Pointing entries for labeled objects:
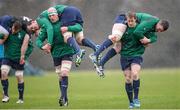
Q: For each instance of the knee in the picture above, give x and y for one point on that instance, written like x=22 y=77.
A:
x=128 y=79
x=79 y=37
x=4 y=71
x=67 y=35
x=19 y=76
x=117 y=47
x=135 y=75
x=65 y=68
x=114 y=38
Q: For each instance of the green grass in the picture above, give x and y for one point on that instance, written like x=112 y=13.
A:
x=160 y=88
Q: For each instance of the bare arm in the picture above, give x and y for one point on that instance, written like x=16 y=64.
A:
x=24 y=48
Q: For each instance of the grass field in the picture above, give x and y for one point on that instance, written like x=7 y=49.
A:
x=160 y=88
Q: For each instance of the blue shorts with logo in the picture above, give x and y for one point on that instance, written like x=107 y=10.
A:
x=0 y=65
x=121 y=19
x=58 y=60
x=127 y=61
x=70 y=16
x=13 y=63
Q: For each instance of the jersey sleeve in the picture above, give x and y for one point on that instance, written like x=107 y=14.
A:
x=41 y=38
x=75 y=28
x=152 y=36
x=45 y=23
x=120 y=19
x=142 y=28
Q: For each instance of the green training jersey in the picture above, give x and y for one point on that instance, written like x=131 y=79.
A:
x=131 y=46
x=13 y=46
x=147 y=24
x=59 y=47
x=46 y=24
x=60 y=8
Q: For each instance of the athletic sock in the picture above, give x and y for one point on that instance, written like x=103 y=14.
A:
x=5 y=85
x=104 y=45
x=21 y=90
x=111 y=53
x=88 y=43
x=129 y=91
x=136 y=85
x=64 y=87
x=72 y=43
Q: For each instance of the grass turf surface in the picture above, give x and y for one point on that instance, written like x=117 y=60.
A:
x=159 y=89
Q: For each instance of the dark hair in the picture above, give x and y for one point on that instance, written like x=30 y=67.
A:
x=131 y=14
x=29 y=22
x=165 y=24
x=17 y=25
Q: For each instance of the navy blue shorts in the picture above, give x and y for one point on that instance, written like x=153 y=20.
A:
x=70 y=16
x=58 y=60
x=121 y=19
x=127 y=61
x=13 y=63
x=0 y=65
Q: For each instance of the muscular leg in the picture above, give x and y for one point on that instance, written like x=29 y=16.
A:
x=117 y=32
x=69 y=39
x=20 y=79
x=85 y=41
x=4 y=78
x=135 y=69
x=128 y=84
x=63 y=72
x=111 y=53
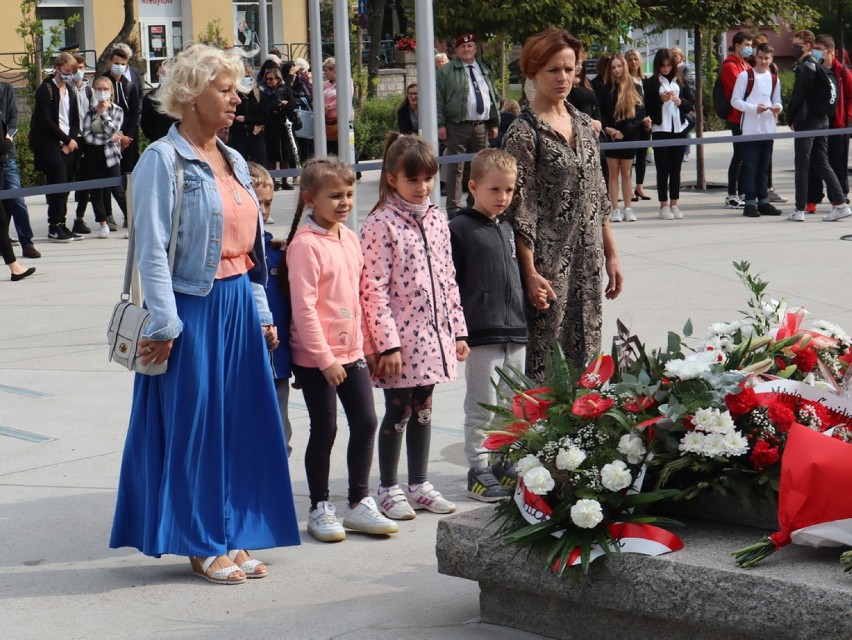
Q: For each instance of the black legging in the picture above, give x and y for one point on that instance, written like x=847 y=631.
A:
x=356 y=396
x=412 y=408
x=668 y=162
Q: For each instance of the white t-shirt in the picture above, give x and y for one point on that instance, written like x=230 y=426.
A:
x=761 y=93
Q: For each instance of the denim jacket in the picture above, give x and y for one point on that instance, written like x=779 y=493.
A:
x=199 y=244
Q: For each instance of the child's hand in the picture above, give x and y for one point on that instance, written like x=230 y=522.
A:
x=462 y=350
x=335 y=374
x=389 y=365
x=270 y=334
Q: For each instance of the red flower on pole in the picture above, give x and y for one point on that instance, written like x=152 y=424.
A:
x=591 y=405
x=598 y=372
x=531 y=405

- _TASK TO CARRY OUT_
Format the rows from the line containing "Q: For each instance of the red" through the last row as a JSON list of strings, one string per line, leaving out any blank lines.

- _CORRECT OUTPUT_
[
  "Q: For each instance of the red flower on pole in the picture above, give x and y for one point on that instance, written like x=152 y=424.",
  "A:",
  "x=591 y=405",
  "x=598 y=372",
  "x=531 y=405"
]